** Trecho do documento **
|---|
Ide pelo mundo

O seguimento de Jesus não comporta facilidades e comodidades passageiras, embora seja a fonte mais segura de todo prazer e satisfação possíveis para a vida do discípulo. As comodidades deste seguimento são as alegrias de se descobrir o gosto, supremo e nobre, de fazer da própria vida, permanentemente, uma oferta para o bem dos outros. Custe o que custar. Fazendo valer sempre o bem que edifica o outro, sua vida. Uma dinâmica de vida que inclui as exigências de rever, diariamente, modos de falar, posturas assumidas diante dos outros, motivações para escolhas e direcionamentos da própria ação quotidiana. Uma experiência de oferta sustentada pela certeza de se estar bebendo na fonte daquela realização humana e pessoal que fascina e move o coração de toda pessoa como dinâmica de procura.
|---|
** A tarefa **
Copie o trecho acima sobre o seguimento de Jesus na íntegra, sem alterar nada.

** Dados brutos **
|---|
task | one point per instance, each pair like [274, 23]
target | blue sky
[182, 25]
|---|
** Resultado do exercício **
Ide pelo mundo

O seguimento de Jesus não comporta facilidades e comodidades passageiras, embora seja a fonte mais segura de todo prazer e satisfação possíveis para a vida do discípulo. As comodidades deste seguimento são as alegrias de se descobrir o gosto, supremo e nobre, de fazer da própria vida, permanentemente, uma oferta para o bem dos outros. Custe o que custar. Fazendo valer sempre o bem que edifica o outro, sua vida. Uma dinâmica de vida que inclui as exigências de rever, diariamente, modos de falar, posturas assumidas diante dos outros, motivações para escolhas e direcionamentos da própria ação quotidiana. Uma experiência de oferta sustentada pela certeza de se estar bebendo na fonte daquela realização humana e pessoal que fascina e move o coração de toda pessoa como dinâmica de procura.